--- Start GIVEN TEXT ---
Where the Taliban and I start to come a little closer, it turns out, was highlighted in the December 28th New York Times article about the popularity of dogfighting in Afghanistan.

The Taliban says dogfighting is un-Islamic. Me too! Only I also think that preventing women from becoming doctors and then telling women they can only be treated by doctors who are women is un-Islamic. So there ya go.

It turns out that quite a lot of men (and I specify men because this is overwhelmingly a male phenomenon) in Afghanistan have a strong cultural association with dogfighting. Especially in the south, where oppression is a primary thread in the fabric of the culture. This place, currently oppressed by a resurgent Taliban, lays claim to having been under the heels of a line of invaders beginning from antiquity. Everyone from Alexander the Great, to Genghis Khan, to Richard the Lionheart, to Leonid Brezhnev has wiped their feet on the Afghan people. In between invasions, they’ve been oppressed by a seemingly infinite list of brutal tribal leaders.

You’d have to go back at least 700 years to find an oppressor as controlling as the Taliban though. I mean, heck, I doubt that even Genghis Khan had a problem with sewing catalogues. That’s what makes it puzzling that the banned activity of dogfighting should persist in their shadow. Now, I don’t know what appendage they cut off if they catch you attending a dogfight, but I can’t think of any hobby I wouldn’t give up if I thought I might get even a tiny part of me cut off for pursuing it. Even the threat of a really bad haircut might dissuade me from some leisure activity or another. Not those Afghan guys though. Even though the Taliban doesn’t like it one bit, dogfighting remains popular. I think we have to assume that there’s a particular cultural salience to the activity.

Last February, a suicide bomber killed about eighty spectators at a dogfight. Now my first thought is: Well good. Eighty fewer walking vessels of stench on the planet. More oxygen for the rest of us. But the fans are hardly deterred since then; they keep coming out. To watch. To bet. To identify themselves with this stultifying occupation of feeling one has won something.

That NYT article quoted one of the spectators: “It’s not about money. If my dog beats another dog, it makes me feel like I’ve won $100,000. I can survive just from the happiness.”

It’s vicarious access to empowerment. Owning a dog who beats another dog is happiness. Afghanistan, that place more plundered than any other in human history, has cultivated this peculiar cultural value. It would seem that the culture of winning appears to thrive most perniciously among those who never win.

But who likes dogfighting in the U.S.? In Chicago, the only dogfighting references one ever hears, associate it almost exclusively to African American street gangs. But the subculture of dogfighting in the U.S. hardly began there. The gang-related dogfighting that we mostly hear about is a largely disorganized echo of a much older and elaborated subculture. As in Afghanistan, that culture is centered especially in the South. And from what I can see, wherever dogfighting is entrenched, it is not a single subculture that sustains it, but two distinct subcultures. One has money and power, and it dictates the terms. Around the world, the Italian Mafia and Russian Mafia control much of the organized dogfighting action. In Southern Afghanistan, it’s the Pashtun tribal leaders. In the southern U.S., it’s the monied kennel owners. The other subculture is made up of those who crave access to power enough to identify with the very persons who hold them down: The low-paid agricultural workers who gladly pay the guys who ensure their pay remains low for the chance to bet on the fights. The kids of negligible status in street gangs, buying status-identified crap that makes rich white guys richer, killing off their communities for crumbs of the profits going to the guys who are just as happy to see them dead.
--- End GIVEN TEXT ---
--- Start EXCERPTED DATA ---
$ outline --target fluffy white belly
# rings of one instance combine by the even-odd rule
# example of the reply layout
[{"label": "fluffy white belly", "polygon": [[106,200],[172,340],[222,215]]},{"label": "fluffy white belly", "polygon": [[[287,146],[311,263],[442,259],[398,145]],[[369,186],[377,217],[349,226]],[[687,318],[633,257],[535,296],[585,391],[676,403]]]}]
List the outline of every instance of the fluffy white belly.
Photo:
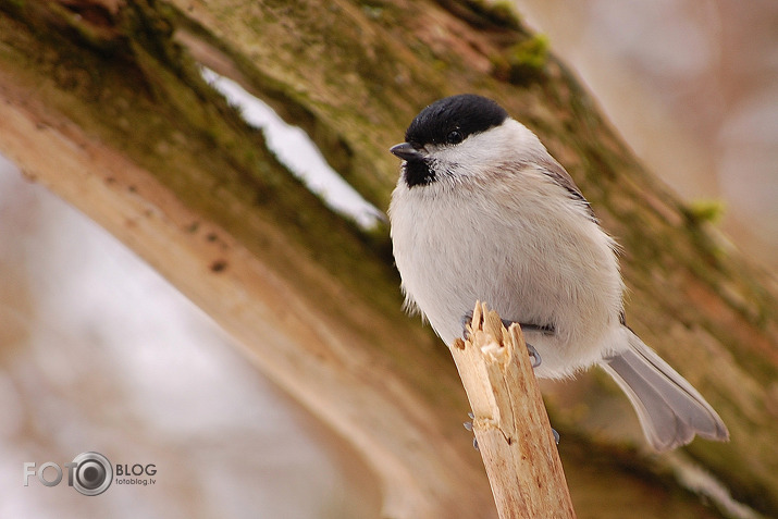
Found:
--- End EXCERPTED DATA ---
### WRITTEN EXERCISE 1
From the dogfighting essay, pull out the passage that begins with the words containing "That NYT article" and ends with "who never win.", copied word for word.
### WRITTEN EXERCISE 2
Copy every line of the records above exactly, leaving out the pictures.

### OUTPUT 1
That NYT article quoted one of the spectators: “It’s not about money. If my dog beats another dog, it makes me feel like I’ve won $100,000. I can survive just from the happiness.”

It’s vicarious access to empowerment. Owning a dog who beats another dog is happiness. Afghanistan, that place more plundered than any other in human history, has cultivated this peculiar cultural value. It would seem that the culture of winning appears to thrive most perniciously among those who never win.

### OUTPUT 2
$ outline --target fluffy white belly
# rings of one instance combine by the even-odd rule
# example of the reply layout
[{"label": "fluffy white belly", "polygon": [[106,200],[172,340],[222,215]]},{"label": "fluffy white belly", "polygon": [[[287,146],[311,263],[442,259],[398,145]],[[369,186],[377,217],[349,226]],[[687,318],[633,257],[535,296],[585,391],[676,403]]]}]
List the outline of every instance of the fluffy white belly.
Photo:
Found:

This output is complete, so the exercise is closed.